▸ **PROBLEM DESCRIPTION**:
Output only the lines from the one holding "Note: spot each instance of the girl's ear" to the end of the data below, please, copied exactly.

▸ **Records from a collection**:
• • • • •
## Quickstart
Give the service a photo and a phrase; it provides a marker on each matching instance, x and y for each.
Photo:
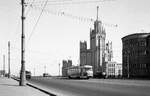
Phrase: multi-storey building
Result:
(94, 56)
(136, 55)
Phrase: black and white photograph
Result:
(75, 48)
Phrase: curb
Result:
(33, 86)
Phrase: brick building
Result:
(136, 55)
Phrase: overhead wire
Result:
(27, 12)
(37, 21)
(69, 15)
(55, 2)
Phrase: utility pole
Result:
(22, 72)
(9, 59)
(59, 69)
(4, 64)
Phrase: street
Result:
(93, 87)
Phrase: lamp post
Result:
(22, 72)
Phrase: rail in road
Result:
(93, 87)
(36, 87)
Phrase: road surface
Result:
(93, 87)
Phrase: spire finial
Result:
(97, 12)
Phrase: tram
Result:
(85, 71)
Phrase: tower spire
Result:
(97, 12)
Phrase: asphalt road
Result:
(93, 87)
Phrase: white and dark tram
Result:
(85, 71)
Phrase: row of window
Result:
(135, 42)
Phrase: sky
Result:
(56, 37)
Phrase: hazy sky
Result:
(56, 37)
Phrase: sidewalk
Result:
(10, 87)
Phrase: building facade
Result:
(136, 55)
(65, 65)
(94, 56)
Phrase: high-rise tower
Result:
(97, 45)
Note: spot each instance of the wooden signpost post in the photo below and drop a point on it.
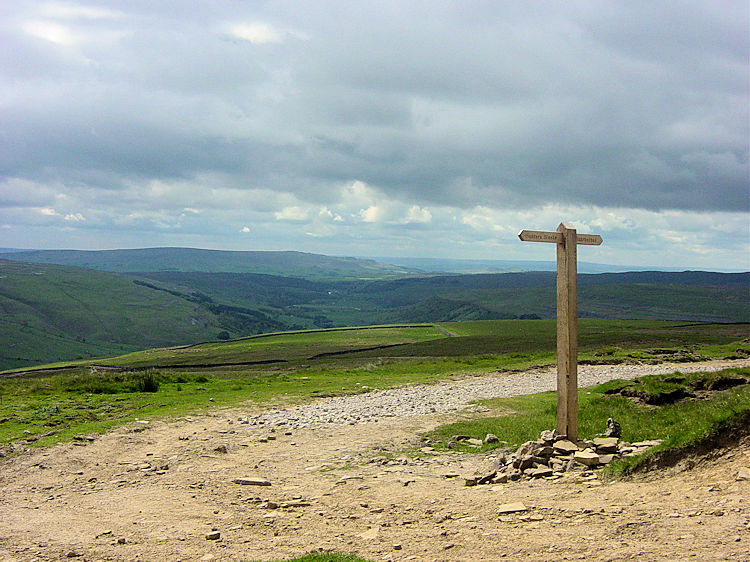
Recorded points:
(567, 241)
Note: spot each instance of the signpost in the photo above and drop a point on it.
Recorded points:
(567, 240)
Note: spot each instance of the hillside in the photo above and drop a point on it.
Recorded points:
(295, 264)
(689, 296)
(53, 312)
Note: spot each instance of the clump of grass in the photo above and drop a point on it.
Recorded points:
(681, 425)
(326, 557)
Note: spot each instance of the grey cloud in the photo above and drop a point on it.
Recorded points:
(619, 104)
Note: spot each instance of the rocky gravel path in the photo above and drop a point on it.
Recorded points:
(450, 396)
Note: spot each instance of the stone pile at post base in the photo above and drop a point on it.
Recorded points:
(552, 455)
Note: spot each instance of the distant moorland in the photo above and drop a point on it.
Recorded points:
(57, 312)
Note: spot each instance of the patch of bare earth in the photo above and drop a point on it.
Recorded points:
(154, 491)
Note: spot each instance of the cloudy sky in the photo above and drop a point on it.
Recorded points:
(432, 129)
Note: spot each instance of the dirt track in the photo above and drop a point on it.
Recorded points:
(153, 492)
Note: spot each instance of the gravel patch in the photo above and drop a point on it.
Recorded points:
(451, 396)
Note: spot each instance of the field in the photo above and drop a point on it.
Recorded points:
(57, 313)
(165, 434)
(50, 405)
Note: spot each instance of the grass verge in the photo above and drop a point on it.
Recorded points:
(326, 557)
(699, 415)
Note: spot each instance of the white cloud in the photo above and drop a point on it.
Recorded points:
(294, 214)
(417, 215)
(256, 32)
(71, 11)
(51, 31)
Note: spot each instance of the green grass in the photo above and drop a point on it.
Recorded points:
(681, 425)
(326, 557)
(311, 364)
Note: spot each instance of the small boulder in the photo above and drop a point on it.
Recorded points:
(565, 447)
(548, 436)
(606, 444)
(252, 481)
(540, 472)
(515, 507)
(613, 429)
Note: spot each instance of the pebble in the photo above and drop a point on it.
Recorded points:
(443, 397)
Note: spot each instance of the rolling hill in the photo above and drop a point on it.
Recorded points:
(294, 264)
(53, 312)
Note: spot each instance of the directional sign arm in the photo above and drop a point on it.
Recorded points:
(540, 236)
(556, 237)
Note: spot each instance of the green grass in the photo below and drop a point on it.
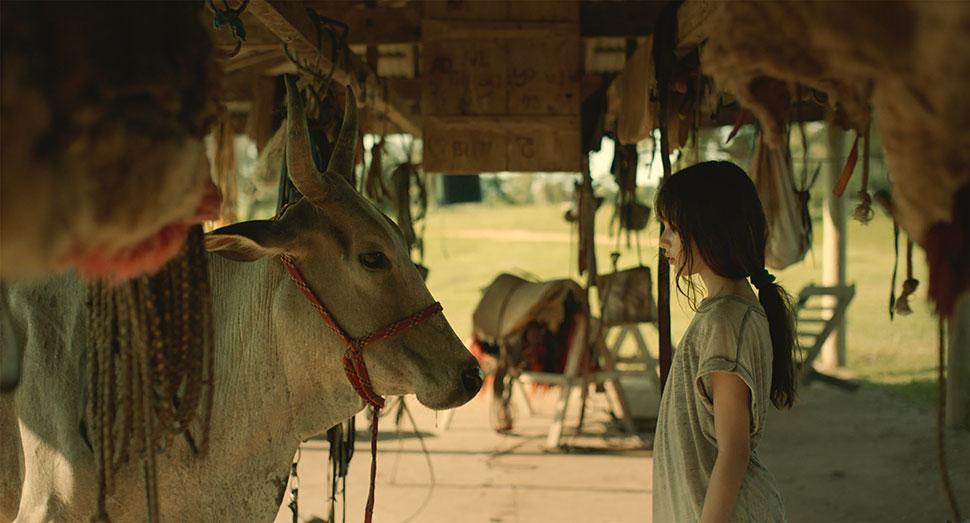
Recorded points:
(468, 245)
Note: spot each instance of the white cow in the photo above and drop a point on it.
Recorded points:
(278, 372)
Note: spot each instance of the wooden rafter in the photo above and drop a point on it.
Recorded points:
(291, 24)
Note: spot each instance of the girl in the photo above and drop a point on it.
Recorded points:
(734, 358)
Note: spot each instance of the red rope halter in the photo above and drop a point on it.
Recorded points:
(354, 360)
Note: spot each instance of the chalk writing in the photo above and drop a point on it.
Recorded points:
(526, 146)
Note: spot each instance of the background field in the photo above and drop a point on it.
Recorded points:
(468, 245)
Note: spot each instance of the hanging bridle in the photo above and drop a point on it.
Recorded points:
(354, 359)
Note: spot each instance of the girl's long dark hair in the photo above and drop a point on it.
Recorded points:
(715, 207)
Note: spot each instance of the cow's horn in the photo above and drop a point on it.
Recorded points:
(299, 159)
(344, 151)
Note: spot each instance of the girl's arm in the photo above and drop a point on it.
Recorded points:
(732, 421)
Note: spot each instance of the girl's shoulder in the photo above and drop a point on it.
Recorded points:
(728, 318)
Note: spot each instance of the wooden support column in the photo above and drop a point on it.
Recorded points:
(833, 244)
(958, 368)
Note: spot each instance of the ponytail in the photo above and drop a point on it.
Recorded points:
(777, 304)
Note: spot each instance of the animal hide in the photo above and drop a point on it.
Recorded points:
(909, 62)
(104, 108)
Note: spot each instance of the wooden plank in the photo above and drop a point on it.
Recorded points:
(494, 30)
(463, 149)
(544, 76)
(375, 25)
(291, 24)
(694, 23)
(464, 77)
(544, 10)
(465, 144)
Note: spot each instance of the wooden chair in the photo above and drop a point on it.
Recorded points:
(819, 309)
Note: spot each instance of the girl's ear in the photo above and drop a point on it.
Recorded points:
(249, 241)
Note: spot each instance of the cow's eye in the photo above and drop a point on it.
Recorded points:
(375, 261)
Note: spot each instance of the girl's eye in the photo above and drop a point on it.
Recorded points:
(374, 261)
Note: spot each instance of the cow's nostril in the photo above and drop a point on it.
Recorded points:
(471, 378)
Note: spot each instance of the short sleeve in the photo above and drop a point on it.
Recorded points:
(733, 347)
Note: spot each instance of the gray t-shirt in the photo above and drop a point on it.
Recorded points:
(728, 334)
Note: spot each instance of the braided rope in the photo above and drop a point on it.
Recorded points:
(149, 358)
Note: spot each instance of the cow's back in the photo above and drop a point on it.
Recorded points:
(42, 416)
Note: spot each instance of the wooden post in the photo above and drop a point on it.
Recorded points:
(958, 368)
(833, 244)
• • • • •
▸ **WRITTEN SOLUTION**:
Note: spot each instance of the girl's ear in the photo above and drop a point on it.
Recorded points:
(249, 241)
Note: spot each instance of the cow's eye in the photo above and drop a point on it.
Recorded points:
(375, 261)
Note: spot each instance of the girl's eye in the photo above and drop a point on it.
Recorded points:
(374, 261)
Note: spot each instance of the cow's nostril in the photo above and drop a point on it.
Recorded points:
(471, 378)
Note: spot each instance of the short sleeve in the photo above and drop a point on it.
Recorded points:
(733, 347)
Note: spot each instance of the gray t-shirt in the photo above and drop a point on it.
Recorded points:
(728, 334)
Note: spot each instance of the braided rope in the photo above and drop a point on it.
Recorded points:
(149, 358)
Note: spot each instance of the cow's back in the photo above and drop a point on it.
Recorded points:
(42, 416)
Note: spot each instance of the wooden post in the photo above and drop a point on it.
Recorded points:
(958, 368)
(833, 244)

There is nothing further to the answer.